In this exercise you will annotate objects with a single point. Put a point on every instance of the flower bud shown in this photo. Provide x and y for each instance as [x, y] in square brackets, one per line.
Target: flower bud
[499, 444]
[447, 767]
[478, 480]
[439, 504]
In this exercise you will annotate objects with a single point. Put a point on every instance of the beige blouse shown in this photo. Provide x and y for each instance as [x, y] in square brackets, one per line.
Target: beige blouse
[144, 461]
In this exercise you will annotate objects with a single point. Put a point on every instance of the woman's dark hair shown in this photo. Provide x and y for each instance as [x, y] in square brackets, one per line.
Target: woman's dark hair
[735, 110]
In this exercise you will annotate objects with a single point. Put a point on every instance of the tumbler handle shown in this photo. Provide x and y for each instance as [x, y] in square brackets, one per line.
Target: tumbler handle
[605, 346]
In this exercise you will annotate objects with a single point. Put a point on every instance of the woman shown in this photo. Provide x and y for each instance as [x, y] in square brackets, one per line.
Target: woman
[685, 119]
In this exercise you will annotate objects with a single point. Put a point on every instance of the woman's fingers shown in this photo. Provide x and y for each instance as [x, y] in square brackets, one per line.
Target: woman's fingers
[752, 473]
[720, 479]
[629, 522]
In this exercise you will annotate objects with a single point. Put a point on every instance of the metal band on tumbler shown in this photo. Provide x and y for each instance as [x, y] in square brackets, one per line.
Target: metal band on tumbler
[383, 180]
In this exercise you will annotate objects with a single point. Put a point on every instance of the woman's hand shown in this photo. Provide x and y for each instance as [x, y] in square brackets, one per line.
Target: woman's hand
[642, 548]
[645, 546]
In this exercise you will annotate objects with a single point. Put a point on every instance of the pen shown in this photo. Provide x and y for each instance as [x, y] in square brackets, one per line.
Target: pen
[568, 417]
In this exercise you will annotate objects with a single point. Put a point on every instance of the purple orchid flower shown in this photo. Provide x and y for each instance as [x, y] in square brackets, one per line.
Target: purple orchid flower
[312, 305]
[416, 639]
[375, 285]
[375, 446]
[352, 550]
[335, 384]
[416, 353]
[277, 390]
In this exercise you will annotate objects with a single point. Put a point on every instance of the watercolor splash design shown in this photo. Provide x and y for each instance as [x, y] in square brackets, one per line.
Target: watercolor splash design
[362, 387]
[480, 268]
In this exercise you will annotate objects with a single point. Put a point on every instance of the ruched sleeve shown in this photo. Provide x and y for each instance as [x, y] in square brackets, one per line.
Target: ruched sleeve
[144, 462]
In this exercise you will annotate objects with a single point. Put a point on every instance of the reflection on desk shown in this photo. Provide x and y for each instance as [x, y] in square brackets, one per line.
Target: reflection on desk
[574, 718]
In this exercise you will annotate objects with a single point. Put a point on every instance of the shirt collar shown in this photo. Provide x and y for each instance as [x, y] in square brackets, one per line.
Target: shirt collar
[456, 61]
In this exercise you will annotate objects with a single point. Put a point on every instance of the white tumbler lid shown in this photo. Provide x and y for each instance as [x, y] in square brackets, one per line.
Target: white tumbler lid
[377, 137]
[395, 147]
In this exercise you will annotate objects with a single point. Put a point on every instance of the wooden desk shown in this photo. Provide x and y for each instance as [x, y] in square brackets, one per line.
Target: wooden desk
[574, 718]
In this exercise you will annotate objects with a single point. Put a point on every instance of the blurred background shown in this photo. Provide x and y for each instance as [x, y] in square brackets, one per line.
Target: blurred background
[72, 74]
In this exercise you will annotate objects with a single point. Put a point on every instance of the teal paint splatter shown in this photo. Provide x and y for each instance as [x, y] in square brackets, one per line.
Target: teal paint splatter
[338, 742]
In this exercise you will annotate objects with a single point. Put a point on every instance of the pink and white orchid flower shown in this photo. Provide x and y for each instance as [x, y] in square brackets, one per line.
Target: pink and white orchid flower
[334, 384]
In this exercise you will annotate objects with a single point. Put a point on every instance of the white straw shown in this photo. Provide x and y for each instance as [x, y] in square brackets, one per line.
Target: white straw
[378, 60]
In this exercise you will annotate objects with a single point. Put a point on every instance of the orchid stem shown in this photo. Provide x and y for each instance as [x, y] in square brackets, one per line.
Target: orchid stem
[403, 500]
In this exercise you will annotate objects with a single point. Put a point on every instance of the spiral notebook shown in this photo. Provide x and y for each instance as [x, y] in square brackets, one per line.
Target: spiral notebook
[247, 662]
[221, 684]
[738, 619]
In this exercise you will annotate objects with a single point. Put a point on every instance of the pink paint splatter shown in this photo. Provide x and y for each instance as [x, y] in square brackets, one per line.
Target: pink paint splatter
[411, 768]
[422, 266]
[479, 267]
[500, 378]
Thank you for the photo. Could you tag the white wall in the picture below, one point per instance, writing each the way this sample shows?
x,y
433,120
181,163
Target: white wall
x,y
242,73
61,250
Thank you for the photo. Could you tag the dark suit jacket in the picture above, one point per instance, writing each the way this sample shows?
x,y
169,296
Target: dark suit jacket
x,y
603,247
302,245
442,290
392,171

→ Task brief:
Please rewrite all of the entries above as one numbered list, one line per item, and leave out any blank lines.

→ Answer to this problem:
1. In this exercise you will annotate objects with a single point. Put a point on every instance of the flower bud shown in this photo. Provide x and y for each instance as [x, y] in square brackets, one per line.
2. Target: flower bud
3. [499, 444]
4. [447, 767]
5. [478, 480]
6. [439, 504]
7. In this exercise you will annotate objects with a single point. Put a point on every instance of the beige blouse shown in this photo. Provide x and y for each instance as [x, y] in square brackets, one per line.
8. Target: beige blouse
9. [144, 461]
10. In this exercise you will annotate objects with a single point. Put a point on every instance of the woman's dark hair shown in this photo. Provide x and y for each instance as [x, y] in square brackets, one per line.
11. Target: woman's dark hair
12. [735, 110]
13. In this exercise you will annotate objects with a single point. Put a point on every instance of the tumbler handle shown in this photo. Provide x and y for each instance as [x, y] in square brackets, one per line.
14. Target: tumbler handle
15. [605, 346]
16. In this exercise you will annotate objects with a single point. Put a point on every instance of the woman shown in this photo. Provide x and y for each instance as [x, y] in square brackets, one per line.
17. Target: woman
18. [685, 119]
19. In this exercise you will annotate objects with a single point. Put a point on every instance of the woman's fingers shown in this photo. Provide x and y for each instance as [x, y] in square brackets, one per line.
20. Target: woman's fingers
21. [752, 473]
22. [720, 479]
23. [629, 522]
24. In this exercise you will annotate objects with a single point. Put a point on every instance of the metal band on tumbler shown in this photo. Provide x and y for each instance as [x, y] in square brackets, one per line.
25. Target: metal band on tumbler
26. [383, 180]
27. In this exercise you will annotate objects with a single point. Put a point on every instance of the woman's hand shown in this photo. Provide x and y for each instance as [x, y] in square brackets, one per line.
28. Target: woman's hand
29. [642, 548]
30. [645, 546]
31. In this exercise you will annotate objects with a single point. Put a point on every instance of the pen shown in this photo. Provide x and y for each instance as [x, y] in square brackets, one per line.
32. Target: pen
33. [568, 417]
34. In this exercise you will annotate objects with a single point. Put a point on every instance of the purple orchid flower shown in this photo. Provide x and y for each instance as [x, y] in square brackets, one per line.
35. Target: purple orchid flower
36. [312, 305]
37. [416, 639]
38. [375, 285]
39. [375, 446]
40. [352, 550]
41. [335, 384]
42. [416, 353]
43. [277, 390]
44. In this exercise you will annotate objects with a single point. Put a point on every instance of the watercolor splash design shown in this photo. Provide x and y for each instance as [x, y] in square brackets, one per line.
45. Target: watercolor splash design
46. [362, 387]
47. [480, 268]
48. In this exercise you will annotate objects with a single point. Put a point on every instance of the ruched sleeve shown in this photo. Provide x and y for each instance as [x, y] in square brackets, one per line.
49. Target: ruched sleeve
50. [144, 462]
51. In this exercise you will annotate objects with a single point. Put a point on every instance of the reflection on desk shown in this photo. Provide x and y for each instance as [x, y] in square brackets, one per line.
52. Target: reflection on desk
53. [574, 718]
54. In this exercise you will annotate objects with a single point. Put a point on every instance of the shirt collar shown in this photo. Provide x and y for each instance as [x, y] in square brackets, one per line.
55. Target: shirt collar
56. [456, 61]
57. In this exercise you will annotate objects with a single point. Put a point on every instance of the white tumbler lid shown in this photo. Provide x and y for each instance as [x, y] in square brackets, one per line.
58. Target: white tumbler lid
59. [377, 137]
60. [395, 147]
61. In this exercise you will annotate objects with a single point. Put a point on every instance of the wooden desk shown in this photo. Provide x and y for each instance as [x, y] in square brackets, one per line.
62. Target: wooden desk
63. [574, 718]
64. In this exercise you will annotate objects with a single point. Put a point on every instance of the blurred background shown in this photo. Provide x and y for each instance as [x, y] in square brackets, one per line.
65. Target: blurred background
66. [72, 74]
67. In this exercise you will annotate objects with a single point. Put a point on every instance of the teal paint splatter shown in this photo. Provide x and y for each instance as [x, y] in square brackets, one per line.
68. Target: teal paint splatter
69. [338, 742]
70. In this exercise you will annotate objects with a single point. Put a point on every instance of the pink and white orchid flower shown in this photo. Provide x and y for each instance as [x, y] in square brackets, one per line.
71. Target: pink and white orchid flower
72. [334, 384]
73. In this exercise you will annotate objects with a single point. Put a point on every instance of the white straw shown in this photo. Provide x and y for each instance as [x, y] in square brackets, one per line.
74. Target: white straw
75. [378, 60]
76. In this exercise you will annotate objects with a single point. Put a point on every instance of the orchid stem shown in this photo. Provide x and y for each instance as [x, y] in square brackets, one per line.
77. Target: orchid stem
78. [403, 500]
79. In this exercise you will annotate objects with a single point. Put a point on every instance of the spiral notebook shown in this photo. Provide x and y for each instance as [x, y] in square brackets, one per line.
80. Target: spiral notebook
81. [247, 662]
82. [221, 684]
83. [738, 619]
84. In this exercise you will annotate objects with a single point. Put a point on every instance of the pink paint splatter shown in this photo. Provide x and y for each instance as [x, y] in square brackets, one per line.
85. Target: pink paint splatter
86. [411, 768]
87. [422, 266]
88. [479, 267]
89. [500, 378]
90. Thank you for the photo. Could you tag the white wall in the picture below, one point per instance, writing each the way this sample shows?
91. x,y
92. 433,120
93. 181,163
94. Target: white wall
95. x,y
96. 242,73
97. 61,250
98. Thank you for the photo. Could you tag the dark suit jacket in the picture above, one point per instance, writing each the way this sample shows?
99. x,y
100. 169,296
101. Target: dark suit jacket
102. x,y
103. 603,247
104. 302,245
105. 442,290
106. 392,171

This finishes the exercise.